SECTION 3. CONDITIONS PRECEDENT. This Amendment shall become effective on the date (the “Effective Date”) on which all of the following conditions have been satisfied or waived:
(a) Execution and Delivery. The Administrative Agent shall have received counterparts of this Amendment duly executed by (i) the Borrower, (ii) the Required Lenders and (iii) the Administrative Agent.
(b) No Default. Both prior to and after giving effect to this Amendment, no Default or Event of Default shall have occurred and be continuing on the Effective Date.
(c) Representations and Warranties. As of the Effective Date (both prior to and after giving effect to this Amendment) all representations and warranties contained in Section 4 shall be true and correct in all material respects.
(d) 2012 Notes. The Borrower shall have received at least $200,000,000 (less any applicable upfront fees and original issue discount) in gross cash proceeds from the issuance of the 2012 Notes on satisfactory terms and the Administrative Agent shall have received true and correct copies of the principal 2012 Notes Documents (it being understood and agreed that the terms for the 2012 Notes that are consistent in all material respects with those described in the Prospectus of the Borrower, dated May 7, 2012, are satisfactory).

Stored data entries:
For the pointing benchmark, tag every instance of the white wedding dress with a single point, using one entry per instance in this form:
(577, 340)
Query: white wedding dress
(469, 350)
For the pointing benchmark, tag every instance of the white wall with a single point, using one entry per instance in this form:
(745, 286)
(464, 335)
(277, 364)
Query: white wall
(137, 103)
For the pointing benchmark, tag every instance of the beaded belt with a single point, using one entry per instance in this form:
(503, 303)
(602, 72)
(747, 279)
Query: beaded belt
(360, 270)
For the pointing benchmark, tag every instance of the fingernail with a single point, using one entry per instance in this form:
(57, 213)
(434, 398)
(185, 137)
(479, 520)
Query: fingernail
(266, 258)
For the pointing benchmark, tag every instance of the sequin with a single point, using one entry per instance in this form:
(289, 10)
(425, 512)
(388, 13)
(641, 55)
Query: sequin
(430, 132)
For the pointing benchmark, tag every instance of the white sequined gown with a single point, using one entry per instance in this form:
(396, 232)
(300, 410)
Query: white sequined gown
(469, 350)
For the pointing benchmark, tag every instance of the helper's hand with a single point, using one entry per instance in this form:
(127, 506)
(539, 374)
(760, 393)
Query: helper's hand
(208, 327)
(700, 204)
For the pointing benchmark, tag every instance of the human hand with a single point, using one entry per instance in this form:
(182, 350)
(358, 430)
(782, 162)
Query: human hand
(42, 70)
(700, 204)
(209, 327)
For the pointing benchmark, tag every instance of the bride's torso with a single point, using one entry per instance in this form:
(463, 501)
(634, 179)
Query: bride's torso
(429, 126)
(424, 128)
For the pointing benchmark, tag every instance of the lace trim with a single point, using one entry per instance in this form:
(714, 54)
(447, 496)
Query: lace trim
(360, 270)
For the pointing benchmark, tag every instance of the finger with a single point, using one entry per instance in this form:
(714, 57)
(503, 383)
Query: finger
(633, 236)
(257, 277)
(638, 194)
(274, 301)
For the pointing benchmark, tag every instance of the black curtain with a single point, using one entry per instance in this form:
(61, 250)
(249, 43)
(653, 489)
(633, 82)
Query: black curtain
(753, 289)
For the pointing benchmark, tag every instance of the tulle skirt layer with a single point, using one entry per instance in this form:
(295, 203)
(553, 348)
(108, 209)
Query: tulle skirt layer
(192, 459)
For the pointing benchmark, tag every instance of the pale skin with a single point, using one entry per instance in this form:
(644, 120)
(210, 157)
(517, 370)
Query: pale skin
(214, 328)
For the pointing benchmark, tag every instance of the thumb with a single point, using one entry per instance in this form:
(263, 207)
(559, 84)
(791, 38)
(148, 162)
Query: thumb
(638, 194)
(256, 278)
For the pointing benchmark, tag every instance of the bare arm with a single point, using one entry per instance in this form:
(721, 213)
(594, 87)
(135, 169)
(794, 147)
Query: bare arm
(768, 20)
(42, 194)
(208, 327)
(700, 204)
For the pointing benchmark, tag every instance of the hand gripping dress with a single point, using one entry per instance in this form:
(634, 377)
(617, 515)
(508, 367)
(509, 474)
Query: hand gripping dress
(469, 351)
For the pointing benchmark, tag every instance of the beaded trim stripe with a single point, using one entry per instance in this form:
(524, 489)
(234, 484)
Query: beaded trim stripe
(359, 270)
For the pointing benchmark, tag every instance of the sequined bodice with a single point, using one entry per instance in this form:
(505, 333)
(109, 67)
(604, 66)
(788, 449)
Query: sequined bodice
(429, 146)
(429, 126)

TASKS:
(a) Rewrite the paragraph of the amendment text that begins "(d) 2012 Notes" as a short bulleted list, keeping its main facts.
(b) Continue the amendment text on conditions precedent from where it stops, in the same drafting style.

TASK RESPONSES:
(a)
- The Borrower must have received at least $200,000,000 in gross cash proceeds from issuing the 2012 Notes on satisfactory terms, less any applicable upfront fees and original issue discount.
- The Administrative Agent must have received true and correct copies of the principal 2012 Notes Documents.
- Terms that are consistent in all material respects with those in the Borrower's Prospectus dated May 7, 2012, are considered satisfactory.

(b)
(e) 2012 Convertible Equity. The Borrower shall have received at least $220,000,000 (less any applicable upfront fees and original issue discount) in gross cash proceeds from the issuance of the 2012 Convertible Equity on satisfactory terms and the Administrative Agent shall have received true and correct copies of the principal 2012 Convertible Equity Documents (it being understood and agreed that the terms for the 2012 Convertible Equity that are consistent in all material respects with those described in the Prospectus of the Borrower, dated May 7, 2012, are satisfactory).
(f) Projections. The Lenders shall have received consolidated forecasts of the consolidated income statement, balance sheet and cash flows, after giving effect to the incurrence of the 2012 Notes and the 2012 Convertible Equity, of Parent and its Subsidiaries for each fiscal year through fiscal year 2015.
(g) Fees and Expenses. The Administrative Agent shall have received the fees and expenses required to be paid by the Borrower pursuant to Section 5 of this Amendment.
For the purpose of determining compliance with the conditions specified in this Section 3, each Lender that has signed this Amendment shall be deemed to have accepted, and to be satisfied with, each document or other matter required under this Section 3 unless the Administrative Agent shall have received written notice from such Lender prior to the proposed Effective Date specifying its objection thereto.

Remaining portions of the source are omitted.